**TASK TO CARRY OUT**
Lay out these rows as a numbered list, omitting any blank lines.

**INPUT**
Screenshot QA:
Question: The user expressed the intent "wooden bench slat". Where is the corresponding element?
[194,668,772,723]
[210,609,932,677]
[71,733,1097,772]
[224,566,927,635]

**RESPONSE TO THE EXERCISE**
1. Screenshot QA:
2. Question: The user expressed the intent "wooden bench slat". Where is the corresponding element?
3. [194,668,772,723]
4. [210,609,932,677]
5. [71,733,1097,772]
6. [224,566,927,635]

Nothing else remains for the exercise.